> [QUESTIONS ET TÂCHES]:
• 1. D'après le texte sur la peur comme art de gouverner, quelle part des mosquées le mouvement regroupe-t-il selon le rapport ?
• 2. Poursuivez le texte sur la peur comme art de gouverner à partir de sa dernière phrase.

> [TEXTE PRÉSENTÉ]:
------

Faire peur, un art de gouverner à la française

La France adore avoir peur. Peur des banlieues, peur des jeunes, peur du voile, peur de l’« islamisme rampant ». C’est presque un sport national : quand le pouvoir patine sur l’économie, la justice sociale ou la crise démocratique, il ressort un épouvantail pratique. Dernier joujou en date ? Les Frères musulmans.

Un rapport classé confidentiel défense, révélé par Le Figaro (évidemment), explique que cette organisation transnationale représente une « menace pour la cohésion nationale ». Rien que ça. Sauf que, détail cocasse : ce même rapport reconnaît que le mouvement est en perte de vitesse, qu’il ne regroupe que 7 % des mosquées, et qu’il ne prône pas la violence. Une menace fantôme, donc. Mais une menace bien utile.

------

> [Éléments issus d'une source de données]:
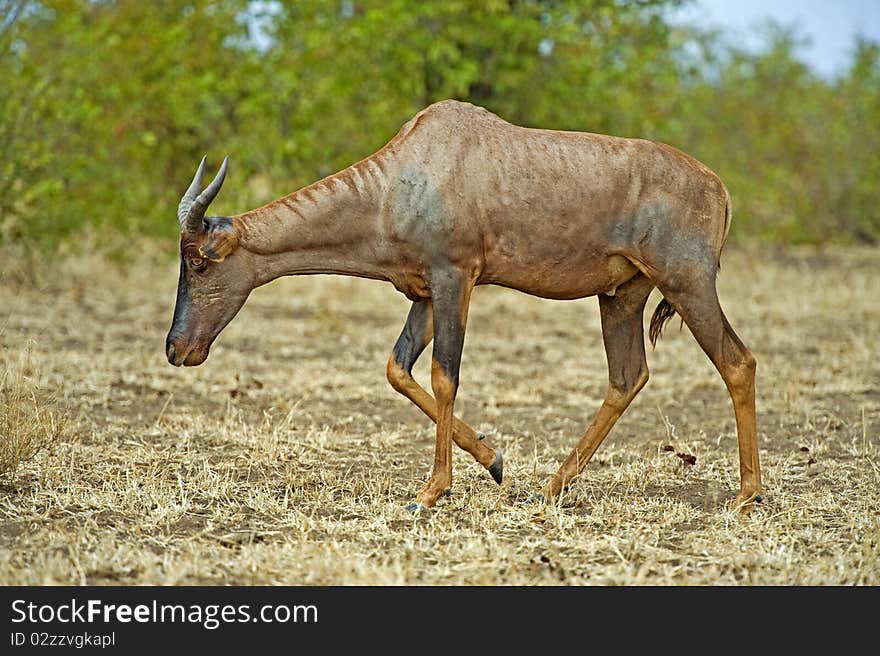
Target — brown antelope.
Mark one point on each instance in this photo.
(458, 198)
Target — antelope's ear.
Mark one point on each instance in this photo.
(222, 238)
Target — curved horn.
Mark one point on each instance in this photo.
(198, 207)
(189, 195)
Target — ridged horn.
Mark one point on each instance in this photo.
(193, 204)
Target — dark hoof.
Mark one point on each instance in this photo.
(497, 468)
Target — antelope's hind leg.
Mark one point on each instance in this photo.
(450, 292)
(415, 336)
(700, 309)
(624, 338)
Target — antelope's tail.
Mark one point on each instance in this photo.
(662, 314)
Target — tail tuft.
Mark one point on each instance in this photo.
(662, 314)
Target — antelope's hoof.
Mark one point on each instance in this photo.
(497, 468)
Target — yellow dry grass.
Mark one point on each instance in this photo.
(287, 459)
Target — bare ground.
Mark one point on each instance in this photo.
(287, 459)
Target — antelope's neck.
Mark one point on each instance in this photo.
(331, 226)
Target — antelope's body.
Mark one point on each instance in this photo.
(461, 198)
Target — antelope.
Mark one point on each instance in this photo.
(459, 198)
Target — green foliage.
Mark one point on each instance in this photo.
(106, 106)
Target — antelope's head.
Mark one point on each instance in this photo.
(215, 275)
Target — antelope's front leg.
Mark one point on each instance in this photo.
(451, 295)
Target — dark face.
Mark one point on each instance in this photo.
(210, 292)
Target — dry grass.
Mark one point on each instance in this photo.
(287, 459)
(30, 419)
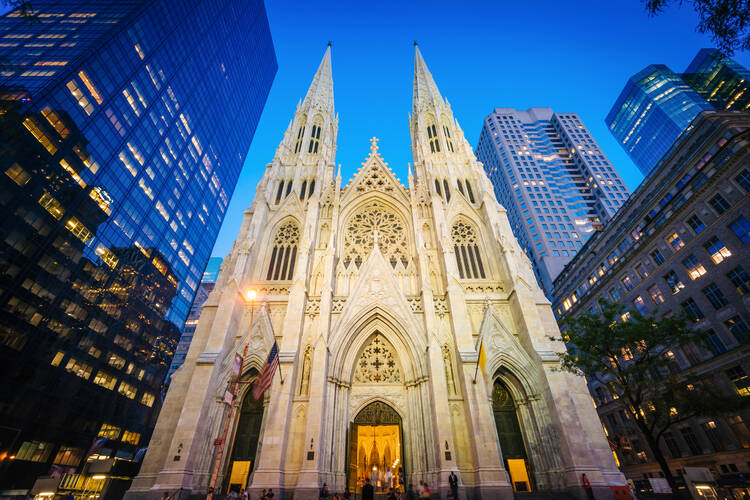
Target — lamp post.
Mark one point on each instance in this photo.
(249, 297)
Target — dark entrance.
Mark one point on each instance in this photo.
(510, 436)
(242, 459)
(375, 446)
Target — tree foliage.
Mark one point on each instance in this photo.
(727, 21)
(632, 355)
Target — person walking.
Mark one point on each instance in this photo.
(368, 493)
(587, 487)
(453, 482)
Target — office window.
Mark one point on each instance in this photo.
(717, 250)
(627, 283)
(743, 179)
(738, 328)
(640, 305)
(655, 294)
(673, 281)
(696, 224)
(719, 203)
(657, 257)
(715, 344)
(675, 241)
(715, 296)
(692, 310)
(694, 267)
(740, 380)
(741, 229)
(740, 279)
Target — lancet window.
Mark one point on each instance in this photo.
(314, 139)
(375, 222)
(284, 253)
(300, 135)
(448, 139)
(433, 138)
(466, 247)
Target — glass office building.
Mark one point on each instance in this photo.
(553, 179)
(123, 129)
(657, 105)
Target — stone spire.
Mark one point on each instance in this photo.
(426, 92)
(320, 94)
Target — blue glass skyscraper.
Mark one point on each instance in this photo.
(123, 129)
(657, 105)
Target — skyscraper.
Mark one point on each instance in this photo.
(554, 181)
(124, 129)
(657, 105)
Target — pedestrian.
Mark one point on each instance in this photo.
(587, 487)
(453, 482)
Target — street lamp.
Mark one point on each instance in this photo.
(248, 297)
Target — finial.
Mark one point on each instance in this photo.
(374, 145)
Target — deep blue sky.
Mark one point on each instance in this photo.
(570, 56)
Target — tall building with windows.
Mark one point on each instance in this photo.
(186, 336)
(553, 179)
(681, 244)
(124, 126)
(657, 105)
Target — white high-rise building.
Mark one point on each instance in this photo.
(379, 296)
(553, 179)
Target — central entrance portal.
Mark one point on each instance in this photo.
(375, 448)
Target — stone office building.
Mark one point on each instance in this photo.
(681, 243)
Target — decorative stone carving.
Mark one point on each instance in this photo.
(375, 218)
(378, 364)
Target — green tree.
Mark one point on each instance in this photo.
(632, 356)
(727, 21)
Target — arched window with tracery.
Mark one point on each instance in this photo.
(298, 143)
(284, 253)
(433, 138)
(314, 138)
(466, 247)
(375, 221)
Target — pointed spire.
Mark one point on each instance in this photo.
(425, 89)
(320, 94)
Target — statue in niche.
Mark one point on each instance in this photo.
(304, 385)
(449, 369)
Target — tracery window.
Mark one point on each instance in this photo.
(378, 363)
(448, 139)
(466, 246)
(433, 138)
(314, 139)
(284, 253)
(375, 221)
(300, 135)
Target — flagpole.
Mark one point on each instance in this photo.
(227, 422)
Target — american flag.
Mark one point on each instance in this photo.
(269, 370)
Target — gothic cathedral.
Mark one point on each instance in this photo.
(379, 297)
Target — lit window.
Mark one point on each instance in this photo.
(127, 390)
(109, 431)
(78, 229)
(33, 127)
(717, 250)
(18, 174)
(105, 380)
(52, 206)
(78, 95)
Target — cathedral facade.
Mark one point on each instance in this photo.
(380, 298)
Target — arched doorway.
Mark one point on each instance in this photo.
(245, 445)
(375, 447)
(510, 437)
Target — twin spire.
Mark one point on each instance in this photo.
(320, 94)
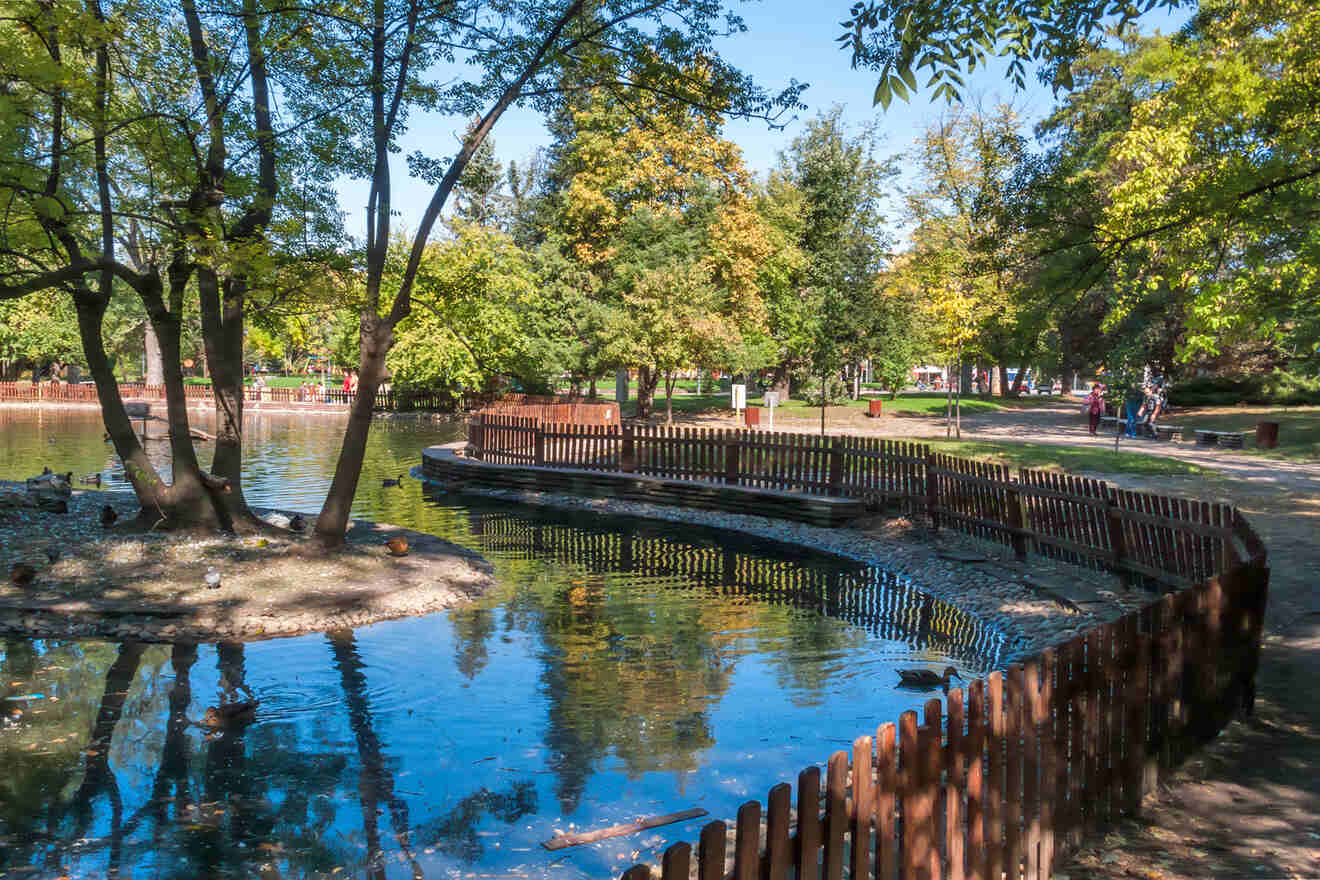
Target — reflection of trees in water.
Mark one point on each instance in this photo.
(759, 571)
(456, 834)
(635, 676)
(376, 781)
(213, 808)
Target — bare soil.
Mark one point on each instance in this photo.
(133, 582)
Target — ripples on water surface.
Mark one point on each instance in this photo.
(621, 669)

------

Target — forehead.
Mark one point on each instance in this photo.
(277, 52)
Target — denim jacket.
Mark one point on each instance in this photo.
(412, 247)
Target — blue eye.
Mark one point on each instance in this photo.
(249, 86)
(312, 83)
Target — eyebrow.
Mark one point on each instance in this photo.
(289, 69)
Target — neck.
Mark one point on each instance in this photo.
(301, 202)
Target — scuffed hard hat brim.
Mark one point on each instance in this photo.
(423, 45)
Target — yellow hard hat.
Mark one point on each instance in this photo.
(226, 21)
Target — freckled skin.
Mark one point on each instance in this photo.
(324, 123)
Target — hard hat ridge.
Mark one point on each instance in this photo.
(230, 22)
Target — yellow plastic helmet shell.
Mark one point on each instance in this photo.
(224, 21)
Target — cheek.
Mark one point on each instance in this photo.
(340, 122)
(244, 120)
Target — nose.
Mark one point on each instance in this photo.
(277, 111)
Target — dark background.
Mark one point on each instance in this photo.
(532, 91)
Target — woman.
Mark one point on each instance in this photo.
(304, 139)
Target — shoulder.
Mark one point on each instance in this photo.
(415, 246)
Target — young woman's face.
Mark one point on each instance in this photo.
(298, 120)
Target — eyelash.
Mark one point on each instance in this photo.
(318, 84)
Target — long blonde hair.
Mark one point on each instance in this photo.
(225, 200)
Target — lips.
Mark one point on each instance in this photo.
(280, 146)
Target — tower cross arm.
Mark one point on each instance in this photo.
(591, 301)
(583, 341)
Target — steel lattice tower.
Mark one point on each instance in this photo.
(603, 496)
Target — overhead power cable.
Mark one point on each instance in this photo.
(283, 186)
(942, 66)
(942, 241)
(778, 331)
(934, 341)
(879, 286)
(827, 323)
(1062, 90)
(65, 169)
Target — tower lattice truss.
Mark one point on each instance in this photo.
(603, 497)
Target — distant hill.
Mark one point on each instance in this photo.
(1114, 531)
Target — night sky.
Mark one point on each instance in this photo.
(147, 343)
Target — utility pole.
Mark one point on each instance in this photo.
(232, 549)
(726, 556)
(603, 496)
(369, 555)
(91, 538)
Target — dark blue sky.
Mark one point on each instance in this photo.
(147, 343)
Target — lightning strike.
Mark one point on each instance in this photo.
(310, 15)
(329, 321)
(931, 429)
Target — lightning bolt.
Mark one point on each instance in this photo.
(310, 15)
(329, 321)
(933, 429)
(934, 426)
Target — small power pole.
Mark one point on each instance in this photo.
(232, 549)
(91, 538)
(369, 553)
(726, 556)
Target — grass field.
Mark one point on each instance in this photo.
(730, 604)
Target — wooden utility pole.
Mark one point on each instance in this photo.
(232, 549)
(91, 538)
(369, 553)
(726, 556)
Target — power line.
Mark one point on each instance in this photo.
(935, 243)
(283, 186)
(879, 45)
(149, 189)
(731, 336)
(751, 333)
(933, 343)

------

> [LISTE DES RÉPONSES]:
• 1. Seulement 7 % des mosquées.

• 2.
Les Frères Musulmans sont une création des services secrets britanniques ; après la chute de l’Empire Ottoman, les pays musulmans nouvellement créés étaient politiquement occupés à devenir économiquement indépendants, dans une équation où la modernité qui devait rendre au développement ce qui revenait au développement, et à Dieu ce qui revient à Dieu, était l’équivalent de la laïcité, et les élites politiques de ces pays étaient imperméables à l’idéologie franc maçonne.

Les FM ont été des mouvements d’opposition utilisés contre les dirigeants arabes modernistes et non alignés, tout comme la FM est utilisée pour sélectionner et neutraliser les acteurs politiques dans les pays occidentaux.

Nasser avait été le premier à dénoncer l’arnaque, en pointant l’absurdité du fait de centrer le débat politique sur des revendications musulmanes pour prôner l’islamisation d’un pays musulman, aux dépens des vrais enjeux économiques, industriels, éducatifs...


Islamisme municipal ou peur municipale ?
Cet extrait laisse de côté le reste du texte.